Please write the next part of the mailing-list reply on the memcpy_mcsafe() patch, picking up after its final sentence.
— START OF Document text —
2016-03-10 19:27:18

by Mika Penttilä

[permalink] [raw]
Subject: Re: [PATCH v14] x86, mce: Add memcpy_mcsafe()



On 18.02.2016 21:47, Tony Luck wrote:
> Make use of the EXTABLE_FAULT exception table entries to write
> a kernel copy routine that doesn't crash the system if it
> encounters a machine check. Prime use case for this is to copy
> from large arrays of non-volatile memory used as storage.
>
> We have to use an unrolled copy loop for now because current
> hardware implementations treat a machine check in "rep mov"
> as fatal. When that is fixed we can simplify.
>
> Signed-off-by: Tony Luck <[email protected]>
> ---
>
> Is this what we want now? Return type is a "bool". True means
> that we copied OK, false means that it didn't (this is all that
> Dan says that he needs). Dropped all the complex code to figure
> out how many bytes we didn't copy as Linus says this isn't the
> right place to do this (and besides we should just make "rep mov"
>
> +
> + /* Copy successful. Return true */
> +.L_done_memcpy_trap:
> + xorq %rax, %rax
> + ret
> +ENDPROC(memcpy_mcsafe)
> +
> + .section .fixup, "ax"
> + /* Return false for any failure */
> +.L_memcpy_mcsafe_fail:
> + mov $1, %rax
> + ret
> +
>
But you return 0 == false for success and 1 == true for failure.
— END OF Document text —
— START OF Given records —
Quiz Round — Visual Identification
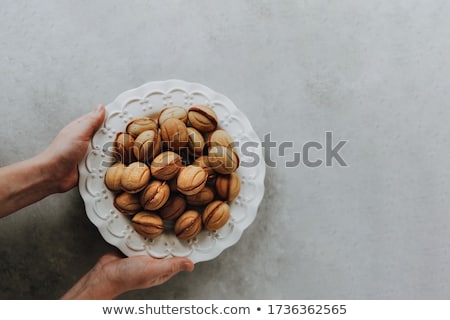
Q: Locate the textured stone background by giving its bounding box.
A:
[0,0,450,299]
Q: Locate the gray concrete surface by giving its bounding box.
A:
[0,0,450,299]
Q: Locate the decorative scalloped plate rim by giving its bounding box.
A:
[78,80,265,263]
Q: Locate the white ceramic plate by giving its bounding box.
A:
[79,80,265,263]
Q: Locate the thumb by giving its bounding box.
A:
[75,105,106,141]
[142,257,194,286]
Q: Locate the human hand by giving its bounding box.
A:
[39,105,105,192]
[62,253,194,299]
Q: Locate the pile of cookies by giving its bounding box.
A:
[105,105,240,239]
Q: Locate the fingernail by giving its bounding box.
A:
[183,261,194,271]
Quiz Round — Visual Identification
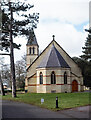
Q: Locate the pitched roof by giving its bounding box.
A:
[26,30,38,46]
[37,44,70,68]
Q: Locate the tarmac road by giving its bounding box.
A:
[0,100,91,120]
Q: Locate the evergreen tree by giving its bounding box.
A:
[0,2,39,97]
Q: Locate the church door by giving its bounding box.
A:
[72,80,78,92]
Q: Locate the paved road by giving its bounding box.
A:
[2,100,91,120]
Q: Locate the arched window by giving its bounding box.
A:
[64,72,67,84]
[29,47,31,54]
[33,47,35,54]
[51,71,56,84]
[40,72,43,84]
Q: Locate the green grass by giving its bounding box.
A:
[2,93,91,110]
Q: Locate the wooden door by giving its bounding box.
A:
[72,80,78,92]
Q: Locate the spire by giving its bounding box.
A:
[27,29,38,46]
[52,35,55,40]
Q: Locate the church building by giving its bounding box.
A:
[25,31,83,93]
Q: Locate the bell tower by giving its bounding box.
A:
[26,29,39,68]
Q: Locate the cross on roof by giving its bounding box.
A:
[52,35,55,40]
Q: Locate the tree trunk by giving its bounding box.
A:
[9,2,16,97]
[0,75,5,96]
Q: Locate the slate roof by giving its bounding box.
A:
[37,44,70,68]
[27,31,38,46]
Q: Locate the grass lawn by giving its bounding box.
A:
[2,92,91,110]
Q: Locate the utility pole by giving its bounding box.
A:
[0,74,5,96]
[9,1,16,97]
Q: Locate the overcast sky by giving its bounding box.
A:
[0,0,90,61]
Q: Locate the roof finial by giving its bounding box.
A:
[52,35,55,40]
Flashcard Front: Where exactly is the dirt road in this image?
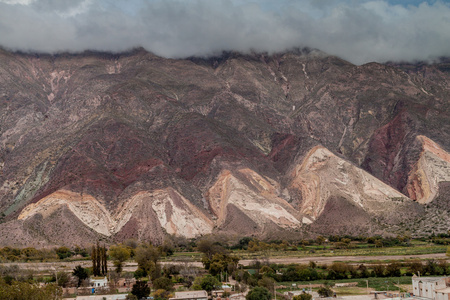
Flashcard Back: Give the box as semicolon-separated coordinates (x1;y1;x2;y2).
1;253;446;273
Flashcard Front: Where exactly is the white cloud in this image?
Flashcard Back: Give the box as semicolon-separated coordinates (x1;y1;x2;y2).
0;0;450;64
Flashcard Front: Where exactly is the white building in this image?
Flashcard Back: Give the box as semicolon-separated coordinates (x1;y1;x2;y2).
169;291;208;300
412;275;450;300
91;276;108;288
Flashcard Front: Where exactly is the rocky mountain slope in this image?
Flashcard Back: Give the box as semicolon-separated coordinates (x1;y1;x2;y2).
0;49;450;246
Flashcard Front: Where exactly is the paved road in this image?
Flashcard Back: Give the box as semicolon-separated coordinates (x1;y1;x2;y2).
1;253;446;272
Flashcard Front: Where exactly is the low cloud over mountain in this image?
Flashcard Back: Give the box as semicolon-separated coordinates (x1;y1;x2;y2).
0;0;450;64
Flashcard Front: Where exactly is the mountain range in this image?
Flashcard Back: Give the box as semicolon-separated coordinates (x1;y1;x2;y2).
0;49;450;247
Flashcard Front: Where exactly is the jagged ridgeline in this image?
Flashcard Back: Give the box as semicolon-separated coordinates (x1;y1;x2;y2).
0;50;450;246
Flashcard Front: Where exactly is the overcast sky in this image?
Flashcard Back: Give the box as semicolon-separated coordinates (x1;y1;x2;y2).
0;0;450;64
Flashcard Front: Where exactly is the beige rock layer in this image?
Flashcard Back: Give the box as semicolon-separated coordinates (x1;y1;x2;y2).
406;135;450;204
18;188;213;238
290;146;408;219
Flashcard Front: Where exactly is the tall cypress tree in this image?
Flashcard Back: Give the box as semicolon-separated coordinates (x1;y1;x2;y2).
91;246;97;276
94;241;102;276
102;244;108;275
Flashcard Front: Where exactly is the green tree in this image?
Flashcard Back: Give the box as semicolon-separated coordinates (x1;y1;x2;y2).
317;286;333;297
135;243;161;280
153;277;173;291
55;272;70;287
292;292;312;300
258;276;275;291
72;265;89;287
245;286;272;300
55;247;73;259
193;274;220;294
0;279;62;300
108;244;131;273
91;242;108;276
131;280;150;299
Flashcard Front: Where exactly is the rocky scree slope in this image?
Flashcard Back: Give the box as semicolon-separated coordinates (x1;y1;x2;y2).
0;49;450;246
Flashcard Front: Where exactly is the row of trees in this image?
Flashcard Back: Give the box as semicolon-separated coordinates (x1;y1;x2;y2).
233;260;450;288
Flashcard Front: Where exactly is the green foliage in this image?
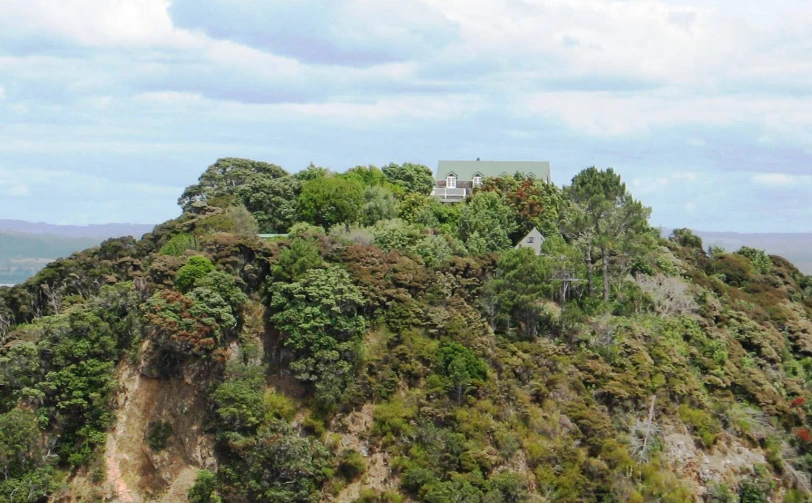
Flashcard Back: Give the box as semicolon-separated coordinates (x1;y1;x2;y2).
382;162;434;195
268;266;366;407
297;176;364;228
0;409;57;501
293;162;331;182
192;270;248;317
147;421;172;452
218;421;332;503
736;246;773;274
361;186;398;225
158;232;198;257
264;390;296;422
437;342;488;401
458;192;517;255
373;219;420;251
195;205;259;236
210;360;266;434
338;449;367;482
271;238;324;281
145;288;237;358
237;176;302;234
669;228;702;250
478;175;565;241
9;310;121;466
175;255;214;292
564;167;655;302
187;470;222;503
7;161;812;503
679;404;720;448
739;466;773;503
481;248;552;337
178;157;287;211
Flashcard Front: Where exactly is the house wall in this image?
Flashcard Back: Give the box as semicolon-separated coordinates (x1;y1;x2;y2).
434;179;474;189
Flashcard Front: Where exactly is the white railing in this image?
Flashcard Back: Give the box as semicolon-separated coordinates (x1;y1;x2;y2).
431;187;468;201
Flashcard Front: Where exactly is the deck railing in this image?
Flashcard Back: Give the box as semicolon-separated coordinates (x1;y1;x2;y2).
431;187;468;201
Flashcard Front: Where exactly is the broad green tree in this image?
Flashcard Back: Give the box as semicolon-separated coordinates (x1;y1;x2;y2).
178;157;288;210
298;176;364;229
478;173;564;241
268;266;366;407
237;176;302;233
381;162;434;195
482;248;553;337
565;166;651;301
458;192;517;254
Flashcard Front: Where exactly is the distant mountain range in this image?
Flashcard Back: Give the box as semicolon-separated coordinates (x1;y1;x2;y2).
661;228;812;274
0;219;154;239
0;220;153;285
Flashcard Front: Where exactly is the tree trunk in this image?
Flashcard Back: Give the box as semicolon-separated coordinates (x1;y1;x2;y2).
601;248;609;302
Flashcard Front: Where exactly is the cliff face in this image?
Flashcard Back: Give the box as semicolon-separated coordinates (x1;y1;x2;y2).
0;163;812;503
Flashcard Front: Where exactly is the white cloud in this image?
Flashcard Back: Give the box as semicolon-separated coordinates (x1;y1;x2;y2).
751;173;812;187
0;0;200;48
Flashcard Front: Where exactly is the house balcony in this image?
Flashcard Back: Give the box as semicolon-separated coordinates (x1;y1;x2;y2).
431;187;468;203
— END OF Given records —
Output below:
--Mika


2016-03-10 19:37:57

by Tony Luck

[permalink] [raw]
Subject: RE: [PATCH v14] x86, mce: Add memcpy_mcsafe()

> But you return 0 == false for success and 1 == true for failure.

Aaargh! -ETOOMUCHSHELLSCRIPTPROGRAMMING

-Tony

2016-03-11 22:10:23

by Tony Luck

[permalink] [raw]
Subject: Re: [PATCH v14] x86, mce: Add memcpy_mcsafe()

On Thu, Mar 10, 2016 at 11:37 AM, Luck, Tony <[email protected]> wrote:
>> But you return 0 == false for success and 1 == true for failure.
>
> Aaargh! -ETOOMUCHSHELLSCRIPTPROGRAMMING
>
> -Tony

Options to fix this:
1) Just change the comments in the code.
This seems like it would confuse people as I thing most people
would expect the "true" return to mean the copy succeeded.
2) Reverse the return values.
Better that option 1 - but doesn't leave scope to return a count
if some future user does want to know where the copy failed.
3) Change the return type back from "bool" to "int"
0 == success, non-zero == fail (with option to put the non-copied
byte count in later).
4) Something else

-Tony

2016-03-11 22:14:48

by Dan Williams

[permalink] [raw]
Subject: Re: [PATCH v14] x86, mce: Add memcpy_mcsafe()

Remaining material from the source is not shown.